Top of Provided data

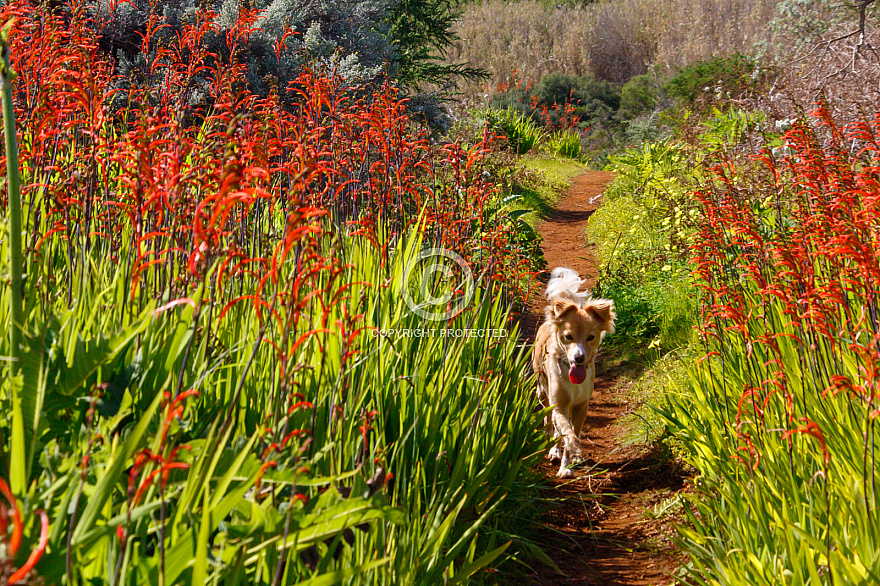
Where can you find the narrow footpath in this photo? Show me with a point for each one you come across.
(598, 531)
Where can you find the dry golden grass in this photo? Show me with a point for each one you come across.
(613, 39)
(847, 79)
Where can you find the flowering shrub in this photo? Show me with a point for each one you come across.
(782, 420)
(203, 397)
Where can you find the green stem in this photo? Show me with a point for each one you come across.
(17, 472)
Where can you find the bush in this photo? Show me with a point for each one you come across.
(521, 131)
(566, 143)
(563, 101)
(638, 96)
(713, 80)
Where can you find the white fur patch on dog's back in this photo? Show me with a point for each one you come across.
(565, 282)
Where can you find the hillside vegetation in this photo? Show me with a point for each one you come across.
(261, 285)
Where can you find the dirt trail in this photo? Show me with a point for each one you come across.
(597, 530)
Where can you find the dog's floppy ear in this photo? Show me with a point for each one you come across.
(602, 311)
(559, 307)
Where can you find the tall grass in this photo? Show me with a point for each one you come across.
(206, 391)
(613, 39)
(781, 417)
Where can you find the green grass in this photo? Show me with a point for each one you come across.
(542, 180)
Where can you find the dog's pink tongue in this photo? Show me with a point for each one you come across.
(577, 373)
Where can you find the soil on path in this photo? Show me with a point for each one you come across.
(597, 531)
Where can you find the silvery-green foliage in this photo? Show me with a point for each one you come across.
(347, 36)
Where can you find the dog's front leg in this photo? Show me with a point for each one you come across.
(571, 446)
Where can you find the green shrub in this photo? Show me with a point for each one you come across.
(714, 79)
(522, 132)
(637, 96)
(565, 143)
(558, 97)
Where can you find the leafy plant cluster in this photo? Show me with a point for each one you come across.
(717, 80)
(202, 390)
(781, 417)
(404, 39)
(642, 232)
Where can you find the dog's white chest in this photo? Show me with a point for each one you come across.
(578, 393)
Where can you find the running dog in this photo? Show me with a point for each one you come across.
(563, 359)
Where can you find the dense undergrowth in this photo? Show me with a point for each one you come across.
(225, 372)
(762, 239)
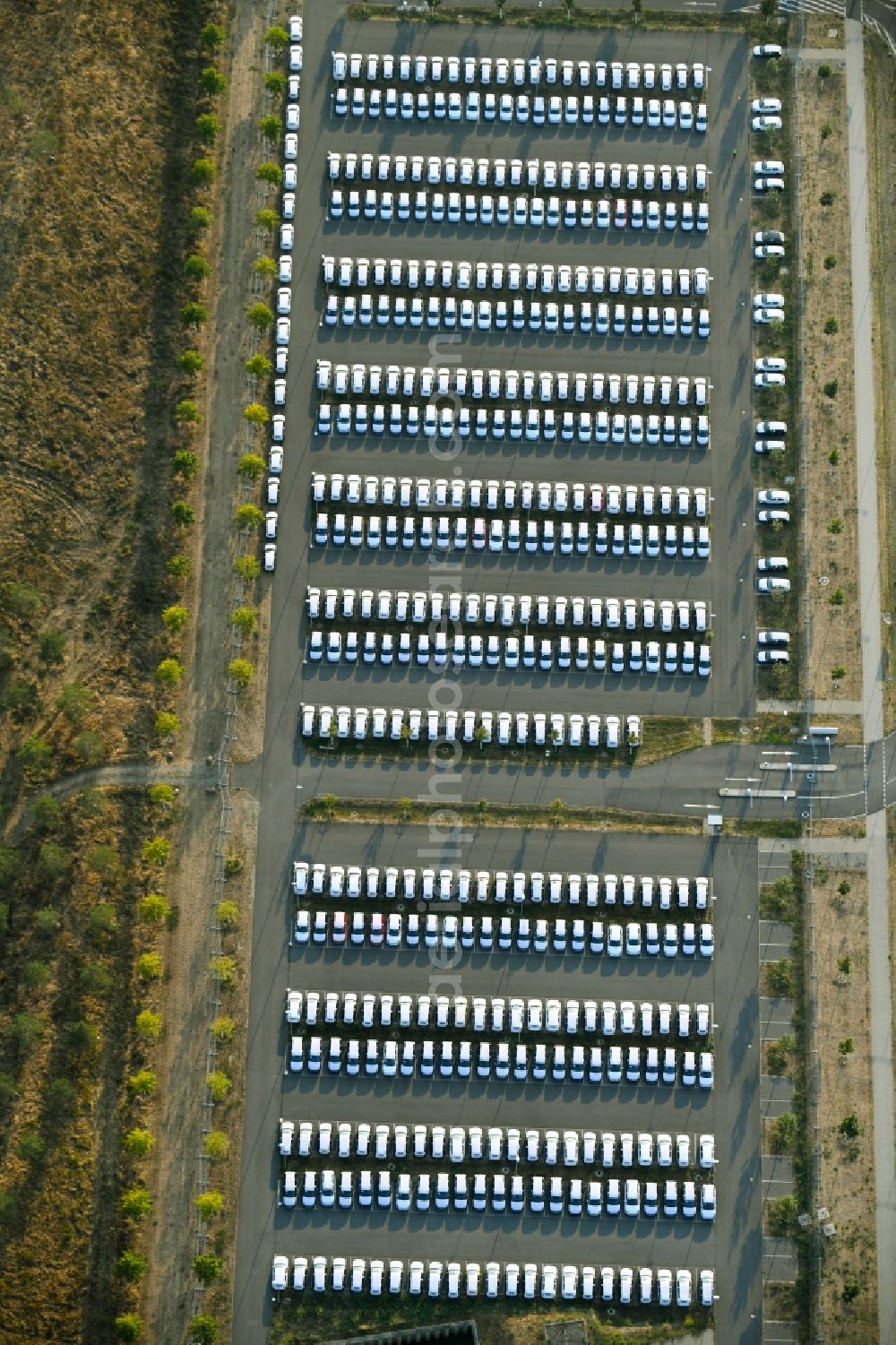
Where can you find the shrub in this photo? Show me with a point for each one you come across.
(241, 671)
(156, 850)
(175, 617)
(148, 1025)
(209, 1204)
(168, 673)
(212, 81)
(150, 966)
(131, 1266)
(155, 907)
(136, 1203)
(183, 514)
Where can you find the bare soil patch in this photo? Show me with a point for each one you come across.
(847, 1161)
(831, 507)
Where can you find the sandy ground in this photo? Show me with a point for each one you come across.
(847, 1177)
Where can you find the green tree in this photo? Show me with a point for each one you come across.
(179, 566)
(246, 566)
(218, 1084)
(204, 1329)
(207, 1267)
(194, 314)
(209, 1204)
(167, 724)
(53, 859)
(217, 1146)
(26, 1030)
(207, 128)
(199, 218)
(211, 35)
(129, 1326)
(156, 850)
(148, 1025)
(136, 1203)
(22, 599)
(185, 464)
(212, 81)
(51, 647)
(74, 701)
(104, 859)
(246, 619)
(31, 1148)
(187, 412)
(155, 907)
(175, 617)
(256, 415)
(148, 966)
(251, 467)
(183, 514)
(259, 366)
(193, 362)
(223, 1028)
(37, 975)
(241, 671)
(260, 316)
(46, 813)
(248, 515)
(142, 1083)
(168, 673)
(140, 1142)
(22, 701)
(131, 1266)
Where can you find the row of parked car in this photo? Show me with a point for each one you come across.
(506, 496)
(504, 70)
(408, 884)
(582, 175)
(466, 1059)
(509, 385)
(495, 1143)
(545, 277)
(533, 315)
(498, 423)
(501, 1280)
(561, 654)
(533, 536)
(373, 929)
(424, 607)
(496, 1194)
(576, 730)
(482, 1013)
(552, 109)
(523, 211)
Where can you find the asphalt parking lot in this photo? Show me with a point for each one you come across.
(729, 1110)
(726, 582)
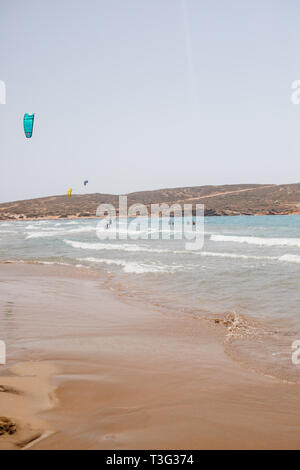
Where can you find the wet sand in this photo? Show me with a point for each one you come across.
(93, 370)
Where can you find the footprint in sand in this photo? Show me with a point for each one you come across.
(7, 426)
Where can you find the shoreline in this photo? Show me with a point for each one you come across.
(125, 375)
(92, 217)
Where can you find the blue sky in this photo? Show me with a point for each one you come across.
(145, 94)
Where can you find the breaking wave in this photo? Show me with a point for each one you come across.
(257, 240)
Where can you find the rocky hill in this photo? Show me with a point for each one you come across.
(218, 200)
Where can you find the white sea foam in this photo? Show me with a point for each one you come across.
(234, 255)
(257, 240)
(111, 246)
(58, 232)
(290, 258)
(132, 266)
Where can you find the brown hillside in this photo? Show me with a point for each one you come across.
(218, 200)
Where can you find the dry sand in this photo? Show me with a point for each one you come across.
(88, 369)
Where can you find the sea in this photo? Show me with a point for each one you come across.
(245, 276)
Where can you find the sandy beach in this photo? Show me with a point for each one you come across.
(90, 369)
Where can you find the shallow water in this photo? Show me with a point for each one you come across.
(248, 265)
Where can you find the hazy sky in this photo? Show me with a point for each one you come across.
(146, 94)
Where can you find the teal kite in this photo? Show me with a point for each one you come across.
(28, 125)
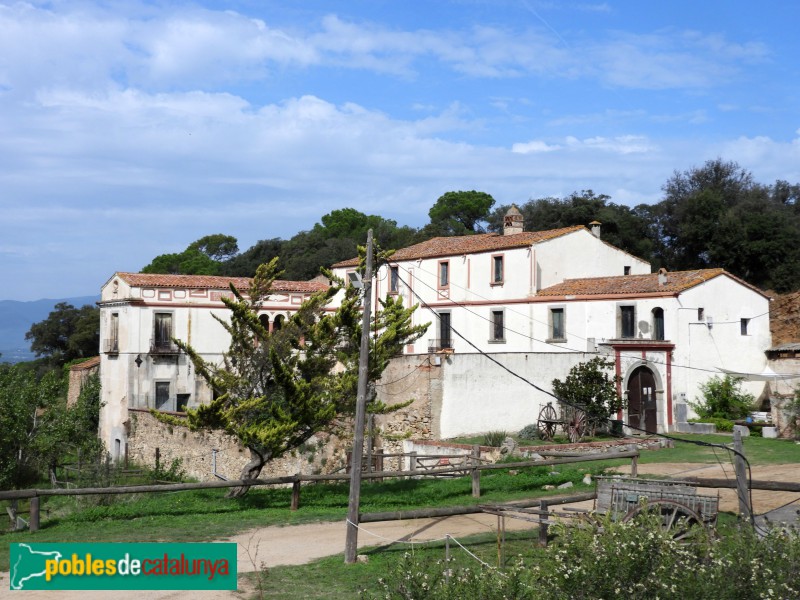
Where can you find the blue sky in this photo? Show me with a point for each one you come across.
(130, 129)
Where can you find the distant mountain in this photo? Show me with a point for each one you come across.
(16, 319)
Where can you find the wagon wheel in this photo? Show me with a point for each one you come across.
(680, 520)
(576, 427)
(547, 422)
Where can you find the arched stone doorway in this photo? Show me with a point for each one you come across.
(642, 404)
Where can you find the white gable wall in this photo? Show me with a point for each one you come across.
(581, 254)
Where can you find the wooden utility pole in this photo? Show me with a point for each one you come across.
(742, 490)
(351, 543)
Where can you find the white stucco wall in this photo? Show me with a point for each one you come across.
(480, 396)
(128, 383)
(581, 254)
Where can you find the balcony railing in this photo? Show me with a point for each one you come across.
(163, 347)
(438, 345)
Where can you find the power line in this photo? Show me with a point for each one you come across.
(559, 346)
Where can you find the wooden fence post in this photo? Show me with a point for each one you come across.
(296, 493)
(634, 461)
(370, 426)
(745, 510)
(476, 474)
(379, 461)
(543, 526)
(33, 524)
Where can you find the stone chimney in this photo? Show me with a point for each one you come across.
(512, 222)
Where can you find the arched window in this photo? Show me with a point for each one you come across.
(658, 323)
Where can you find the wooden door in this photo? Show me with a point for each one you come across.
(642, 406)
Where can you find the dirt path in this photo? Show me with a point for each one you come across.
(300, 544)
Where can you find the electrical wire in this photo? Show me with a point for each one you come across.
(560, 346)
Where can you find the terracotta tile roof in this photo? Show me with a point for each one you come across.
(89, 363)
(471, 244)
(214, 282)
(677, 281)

Bottom of Provided data

## Task prompt
Reproduce the preceding material exactly, skipping pictures.

## Result of this task
Where can you find the narrow footpath in this photo? Show me with a point for each one you come across.
(598, 531)
Where can you find the dry golden grass in this photo? Show me with a point for each one you come across.
(613, 39)
(847, 79)
Where can you find the flowering shrub in this photo? Show me with a point for each one you come across.
(782, 420)
(203, 397)
Where can you find the green stem in this photo? Show me with a point for each one you come across.
(17, 472)
Where can you find the bush in this photo? Show me with a point for each one you come across.
(521, 131)
(566, 143)
(563, 101)
(638, 96)
(713, 80)
Where can you find the white fur patch on dog's back in this photo? Show me with a point for each one you come across.
(565, 282)
Where can you find the hillside vegetation in this photo? Show me with a point for each one you come across.
(261, 285)
Where can you find the dirt trail in this photo? Show me with a point for each one you come across.
(597, 530)
Where can you find the dog's floppy ear in this photo? Show me with a point for each one you come across.
(602, 311)
(559, 307)
Where can you find the tall grass in this photo? Show me with a point for each one you come across.
(206, 391)
(613, 39)
(781, 417)
Where can you find the green grass in this photo? Show me with a point for each one you come across.
(542, 180)
Where can you find the dog's pink tongue in this photo? Show me with a point for each one you come across.
(577, 373)
Where can you find the soil on path in this photo? Show me with a point for each one you come across.
(597, 531)
Where can you find the silvery-green foliage in this photo? Show me with a point for each one you come across.
(347, 36)
Where can you find the dog's front leg in this photo? Show me with a point for each one you come across.
(571, 446)
Where can you find the green shrub in this photo? Show me with a point for each one you come across.
(714, 79)
(522, 132)
(637, 96)
(565, 143)
(558, 97)
Where can you find the leafy plant cluster in this photo? Show me with a point for each one you come across.
(717, 80)
(202, 390)
(781, 417)
(404, 39)
(642, 232)
Where can you find the dog's white chest in this photo? Show me with a point for each one you come across.
(578, 393)
Where can you find the running dog in this photo? Show me with a point for each one you come across.
(563, 359)
Where can you find the dense undergrowth in this photo? Show me with a point for each one you come across.
(225, 372)
(762, 239)
Where can you find the shrub in this photo? Show me with a point for each one you come across.
(241, 671)
(156, 850)
(175, 617)
(148, 1025)
(209, 1204)
(168, 673)
(212, 81)
(150, 966)
(131, 1266)
(155, 907)
(136, 1203)
(183, 514)
Where can you find the bare soil patch in this photo? Show me with a point for each one you come across.
(847, 1161)
(831, 507)
Where can you find the sandy ground in this photo? Show me with a point for each one you come across.
(847, 1177)
Where can you find the green tree in this photo? Show me with a point for each one you come across.
(179, 566)
(246, 566)
(218, 1084)
(204, 1329)
(207, 1267)
(194, 314)
(209, 1204)
(167, 724)
(53, 859)
(217, 1146)
(26, 1030)
(207, 128)
(199, 218)
(211, 35)
(129, 1326)
(156, 850)
(148, 1025)
(136, 1203)
(22, 599)
(185, 464)
(212, 81)
(51, 647)
(74, 701)
(104, 859)
(246, 619)
(31, 1148)
(187, 412)
(155, 907)
(175, 617)
(256, 415)
(148, 966)
(251, 467)
(183, 514)
(259, 366)
(193, 362)
(223, 1028)
(37, 975)
(241, 671)
(260, 316)
(46, 813)
(248, 515)
(142, 1083)
(168, 673)
(140, 1142)
(22, 701)
(131, 1266)
Where can you find the row of parked car in this photo? Show me with a point for each one you come across.
(506, 496)
(504, 70)
(408, 884)
(582, 175)
(466, 1059)
(509, 385)
(495, 1143)
(545, 277)
(533, 315)
(498, 423)
(501, 1280)
(561, 654)
(533, 536)
(373, 929)
(424, 607)
(496, 1194)
(576, 730)
(482, 1013)
(552, 109)
(523, 211)
Where can you find the asphalt parking lot in this photo? Show me with a point for each one you come across.
(729, 1110)
(726, 582)
Where can you find the wet sand in this photo? Show me with a point for each one you come across.
(93, 370)
Where can you find the footprint in sand in this photo? Show me with a point for each one you come across.
(7, 426)
Where can you find the shoreline in this photo? Show me with a point for each one you come across.
(125, 375)
(92, 217)
Where can you find the blue sky in this photo? Show me with a point for each one you come across.
(145, 94)
Where can you find the breaking wave in this photo? Show me with a point for each one you come across.
(257, 240)
Where can you find the rocky hill in this photo? Show me with a point for each one you come across.
(218, 200)
Where can you find the white sea foam in this photo? Show me with a point for each one you come across.
(234, 255)
(257, 240)
(111, 246)
(58, 232)
(290, 258)
(132, 266)
Where can you find the brown hillside in this photo? Show me with a point for each one you come across.
(218, 200)
Where can you find the dry sand in this photo? Show me with a point for each one you come across.
(88, 369)
Where can you find the sea in this photo? Show me with a point for each one you come across.
(245, 276)
Where can you find the sandy beach in this photo? Show me with a point for each one you come across.
(90, 369)
Where can you find the shallow water in this photo? Show me with a point for each one you come across.
(248, 265)
Where can you find the hazy sky in this photo? Show me with a point for each one you come across.
(146, 94)
Where can you find the teal kite in this photo? Show me with a point for each one you come across.
(28, 125)
Where can you find the blue sky in this photo? Show me with a point for each one you come across.
(130, 129)
Where can you find the distant mountain in this photo? Show me with a point for each one you come across.
(16, 319)
Where can you find the wagon wheel in this photo? Show me with a point for each one you come across.
(680, 520)
(576, 427)
(547, 422)
Where can you find the arched stone doorway in this photo? Show me with a point for each one you come across.
(642, 404)
Where can you find the white gable wall in this photo? Show me with a point for each one you come across.
(581, 254)
Where can you find the wooden utility pole in this photo? Show me with a point for each one you come across.
(742, 490)
(351, 543)
Where can you find the white stucco wall in this photo? Show me with a point for each one you come across.
(480, 396)
(128, 383)
(581, 254)
Where can you find the balcony railing in this photo? Show me with a point for each one you come across.
(163, 347)
(438, 345)
Where can you find the power line in this photo? Show me with a point for each one you come across.
(559, 346)
Where can you find the wooden fence post in this photo? Show me with a point for each one you come across.
(296, 493)
(634, 461)
(370, 426)
(745, 510)
(476, 474)
(379, 461)
(543, 526)
(33, 524)
Where can you find the stone chimney in this photo? Show me with a point for each one you come across.
(512, 222)
Where can you find the arched window in this photo? Show me with a point for each one you come across.
(658, 323)
Where can you find the wooden door in this photo? Show me with a point for each one you come across.
(642, 406)
Where can you find the dirt path in this photo? Show me with a point for each one you come across.
(300, 544)
Where can you find the electrical wire in this photo? Show me with a point for each one you come across.
(560, 346)
Where can you find the terracotta tile roof in this photo? Show me with a point for each one you come across.
(89, 363)
(471, 244)
(214, 282)
(677, 281)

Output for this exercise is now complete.